Repeat the lines that follow, leaving nothing out.

....................

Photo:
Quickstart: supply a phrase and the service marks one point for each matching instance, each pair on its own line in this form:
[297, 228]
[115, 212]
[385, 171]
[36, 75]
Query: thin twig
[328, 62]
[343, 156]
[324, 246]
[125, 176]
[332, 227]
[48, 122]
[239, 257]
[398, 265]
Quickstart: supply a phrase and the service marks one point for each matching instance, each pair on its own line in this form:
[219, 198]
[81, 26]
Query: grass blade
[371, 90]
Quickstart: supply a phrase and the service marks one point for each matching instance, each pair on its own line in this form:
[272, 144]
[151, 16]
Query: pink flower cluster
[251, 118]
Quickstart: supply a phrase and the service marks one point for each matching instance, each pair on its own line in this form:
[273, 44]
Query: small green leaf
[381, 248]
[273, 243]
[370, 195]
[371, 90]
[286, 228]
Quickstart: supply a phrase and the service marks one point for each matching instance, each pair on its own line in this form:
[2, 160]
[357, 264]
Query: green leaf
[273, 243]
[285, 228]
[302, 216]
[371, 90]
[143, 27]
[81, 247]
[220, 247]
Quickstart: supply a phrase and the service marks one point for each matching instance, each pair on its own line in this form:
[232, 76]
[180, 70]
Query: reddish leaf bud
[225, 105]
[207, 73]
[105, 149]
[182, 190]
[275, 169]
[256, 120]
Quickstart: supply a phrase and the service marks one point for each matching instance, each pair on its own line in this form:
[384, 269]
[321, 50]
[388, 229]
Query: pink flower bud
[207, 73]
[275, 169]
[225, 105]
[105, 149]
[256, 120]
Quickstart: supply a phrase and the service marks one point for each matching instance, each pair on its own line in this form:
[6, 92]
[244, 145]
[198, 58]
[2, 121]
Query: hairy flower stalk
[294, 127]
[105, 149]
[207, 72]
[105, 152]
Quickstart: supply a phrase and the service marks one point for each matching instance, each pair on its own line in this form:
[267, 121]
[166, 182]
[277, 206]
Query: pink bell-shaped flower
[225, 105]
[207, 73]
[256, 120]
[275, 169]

....................

THE SOLUTION:
Photo:
Quickstart: supply a phrase and the service marks one point for each matching instance, each pair on its own line in this form:
[297, 228]
[115, 212]
[385, 171]
[36, 75]
Query: thin twig
[328, 62]
[343, 156]
[324, 246]
[125, 176]
[332, 227]
[48, 122]
[239, 257]
[398, 265]
Quickstart: supply a phrase and the service marks one point for each matching instance, each pair on its own line in this form:
[219, 198]
[81, 26]
Query: grass blade
[371, 90]
Quickstart: supply a phrase and the service marks one point for each matching instance, each pair on its own line in this form:
[272, 144]
[151, 16]
Query: pink flower cluster
[251, 118]
Quickstart: supply a phrase and the service marks one point for each matching instance, each pair on its own line in this form:
[273, 44]
Query: small green leaf
[381, 248]
[273, 243]
[370, 195]
[371, 90]
[286, 228]
Quickstart: supply a phrase and the service marks one point for each matching instance, each pair on its own line in this form:
[2, 160]
[357, 264]
Query: green leaf
[273, 243]
[285, 228]
[302, 216]
[371, 90]
[143, 27]
[81, 247]
[220, 247]
Quickstart: supply a phrase and the service marks one point for each matching instance, each pair on its own line in this form:
[232, 76]
[180, 70]
Query: reddish leaf bud
[225, 105]
[207, 73]
[105, 149]
[182, 190]
[275, 169]
[256, 120]
Quickstart: supply a phrase and the service marks one point for each matching instance, each pair on its own line in this form:
[384, 269]
[321, 50]
[388, 229]
Query: pink flower bud
[207, 73]
[275, 169]
[225, 105]
[105, 149]
[256, 120]
Quickstart: supply a phrase and the service marks one point for each matching instance, each pair on its own line in this form:
[6, 92]
[244, 145]
[198, 58]
[2, 121]
Query: hairy flower stalk
[294, 127]
[105, 149]
[207, 72]
[105, 152]
Quickstart: supply a phrase and the service marks one point for each matching instance, each pair on its own line in this form:
[267, 121]
[166, 182]
[277, 206]
Query: pink bell-shaped flower
[225, 105]
[207, 73]
[256, 120]
[275, 169]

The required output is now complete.